Dataset records =>

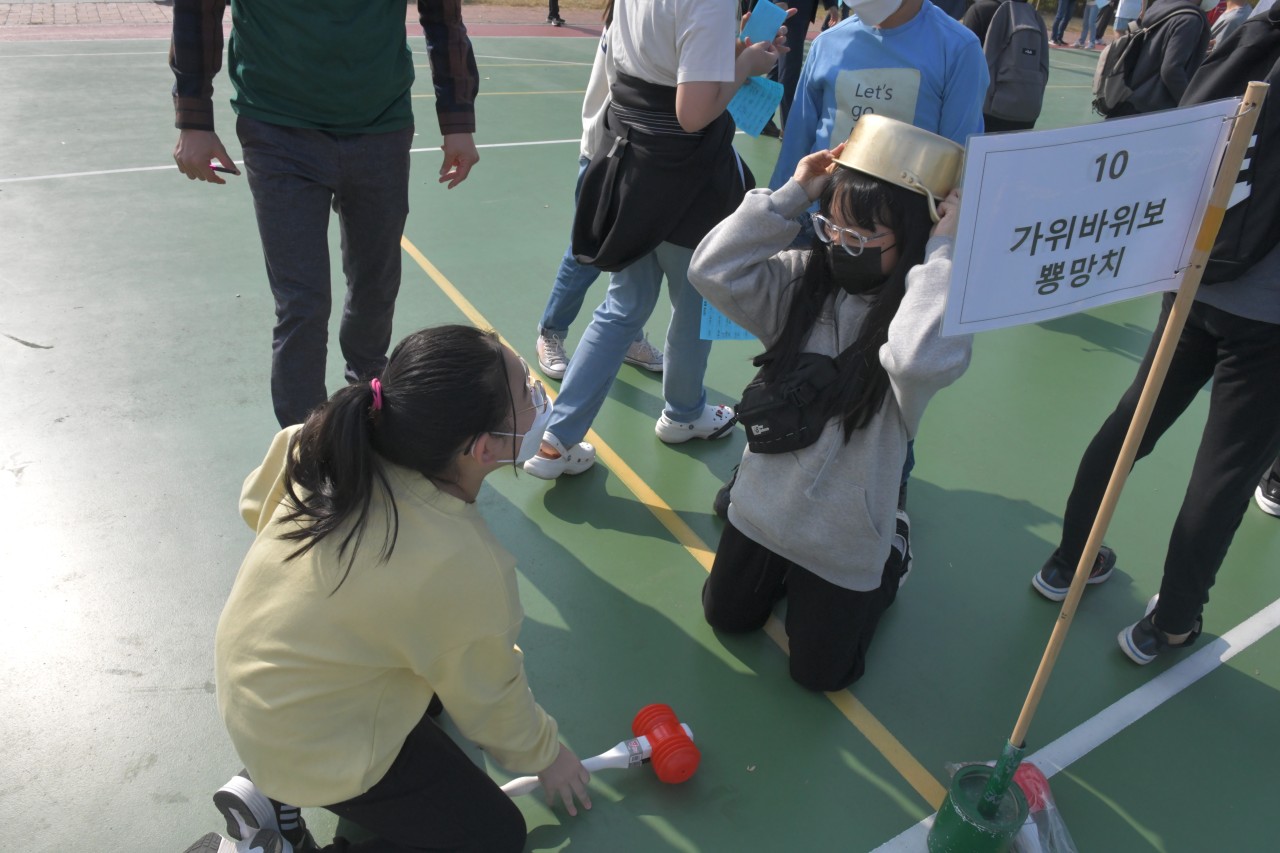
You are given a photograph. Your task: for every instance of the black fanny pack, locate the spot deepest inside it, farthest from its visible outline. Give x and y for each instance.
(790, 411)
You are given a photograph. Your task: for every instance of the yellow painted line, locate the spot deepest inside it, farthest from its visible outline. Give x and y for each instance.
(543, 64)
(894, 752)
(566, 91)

The exercise => Write out every item above word for word, leaving out the pictures.

The output =>
You are given a photograph. Your task: for every instance of the black fanny pack, locate the spot deepest inside it, farthest from its visible outline. Give x and y for each instance.
(790, 411)
You are given a photograph. Your task: for every instance of the yellow painted line, locate the spot deepest inside it, farthest from its visible outline. Give x and y for each instance.
(543, 64)
(894, 752)
(566, 91)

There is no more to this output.